## WHAT IS NEEDED
Every record should be written out exactly, please.
===============
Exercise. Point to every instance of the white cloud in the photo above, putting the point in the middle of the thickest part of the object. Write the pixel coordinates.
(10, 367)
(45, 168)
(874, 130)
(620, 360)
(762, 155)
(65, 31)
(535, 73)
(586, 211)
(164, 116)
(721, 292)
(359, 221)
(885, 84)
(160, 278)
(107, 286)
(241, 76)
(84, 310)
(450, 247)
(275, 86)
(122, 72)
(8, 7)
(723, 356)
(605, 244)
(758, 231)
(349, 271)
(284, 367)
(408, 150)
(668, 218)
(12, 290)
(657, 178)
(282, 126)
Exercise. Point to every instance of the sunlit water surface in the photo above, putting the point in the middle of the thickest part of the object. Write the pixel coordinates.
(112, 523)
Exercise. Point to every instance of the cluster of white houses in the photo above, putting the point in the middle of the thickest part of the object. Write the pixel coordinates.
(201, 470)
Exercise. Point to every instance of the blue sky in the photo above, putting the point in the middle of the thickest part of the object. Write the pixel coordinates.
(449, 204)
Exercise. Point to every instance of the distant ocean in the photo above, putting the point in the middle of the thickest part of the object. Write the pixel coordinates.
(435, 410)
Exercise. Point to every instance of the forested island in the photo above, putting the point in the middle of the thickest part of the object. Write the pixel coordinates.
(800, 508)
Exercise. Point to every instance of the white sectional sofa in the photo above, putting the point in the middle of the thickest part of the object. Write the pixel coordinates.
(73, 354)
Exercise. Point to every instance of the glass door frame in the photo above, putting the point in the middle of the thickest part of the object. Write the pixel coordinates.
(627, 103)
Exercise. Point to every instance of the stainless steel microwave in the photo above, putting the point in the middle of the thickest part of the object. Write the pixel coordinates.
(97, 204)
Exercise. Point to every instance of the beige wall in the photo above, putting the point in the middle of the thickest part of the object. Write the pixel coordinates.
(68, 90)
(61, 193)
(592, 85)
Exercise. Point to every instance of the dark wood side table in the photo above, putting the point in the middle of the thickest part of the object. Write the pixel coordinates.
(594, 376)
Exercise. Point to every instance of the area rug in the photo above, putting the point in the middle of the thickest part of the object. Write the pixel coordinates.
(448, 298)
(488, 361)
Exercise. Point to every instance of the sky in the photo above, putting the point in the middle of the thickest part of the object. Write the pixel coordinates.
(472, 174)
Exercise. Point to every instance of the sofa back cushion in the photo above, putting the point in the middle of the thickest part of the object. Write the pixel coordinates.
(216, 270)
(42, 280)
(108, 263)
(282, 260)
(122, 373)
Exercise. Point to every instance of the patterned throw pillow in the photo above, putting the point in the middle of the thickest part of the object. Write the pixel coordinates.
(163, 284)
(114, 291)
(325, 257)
===============
## YOUR RESPONSE
Exercise. Point to every instance of the white cloud in the photo above, putting the point in the middle of the thickest part of the object. Write the pixel coordinates.
(10, 367)
(45, 168)
(874, 130)
(620, 360)
(762, 155)
(65, 31)
(535, 73)
(586, 211)
(164, 116)
(721, 292)
(359, 221)
(885, 84)
(160, 278)
(107, 286)
(241, 76)
(84, 310)
(450, 247)
(275, 86)
(122, 72)
(8, 7)
(723, 356)
(605, 244)
(758, 231)
(349, 271)
(284, 367)
(408, 150)
(668, 218)
(12, 290)
(657, 178)
(282, 126)
Exercise. Point to every instance of the sunlit water surface in the photo above, putting the point in the middle of the thickest part of the object. Write the pixel coordinates.
(112, 523)
Exercise. Point to every instance of the cluster of white houses in the photo above, putting the point in the middle of the thickest part of the object. Write the pixel coordinates.
(201, 470)
Exercise. Point to every instance of the blue sky in the photo above, putting the point in the middle of the thickest part of the object. Write the pixel coordinates.
(449, 204)
Exercise. Point to every instance of the distant ocean in the photo above, putting the point in the middle of the thickest part of the object. Write the pixel coordinates.
(435, 410)
Exercise. Point to every instance of the forested island in the photo above, putting the point in the middle of the thickest part of the object. Write the pixel coordinates.
(800, 508)
Exercise. Point to every instance of the white sectional sofa in the photo above, putting the point in the middle of the thickest part of the object. Write the pixel coordinates.
(73, 354)
Exercise. Point to every instance of the glass door frame in the photo above, putting the point in the middle of the thickest part of the object. Write the pixel coordinates.
(627, 103)
Exercise. Point to every instance of the stainless steel microwave in the photo above, putting the point in the middle of the thickest part of the object. Write the pixel coordinates.
(97, 204)
Exercise. Point to every instance of the beige wall in the photo above, putting the point in the middle of the thickest part of the object. Write the pixel coordinates.
(68, 90)
(61, 193)
(592, 85)
Exercise. Point to every instance of the dark wood side table in the photo above, putting the point in the middle of the thickest part of the object. Write the pixel coordinates.
(594, 376)
Exercise. Point to every instance of the area rug in the photo above, putting the point in the middle of the thickest part of the object. Write the pixel coordinates.
(448, 298)
(488, 361)
Exercise. Point to every instance of the sky in the photo above, putting the point in the middle of the thickest part of the object. Write the pixel coordinates.
(472, 174)
Exercise. Point to every instance of the sofa back cushion in the photo above, putting the point in the middle of the thickest part of the object. Write the pixel coordinates.
(216, 270)
(42, 280)
(108, 263)
(282, 260)
(122, 373)
Exercise. Point to every instance of the patterned throw pillow in the photo above, putting the point in the middle of the thickest part of the object. Write the pixel coordinates.
(163, 284)
(114, 291)
(325, 257)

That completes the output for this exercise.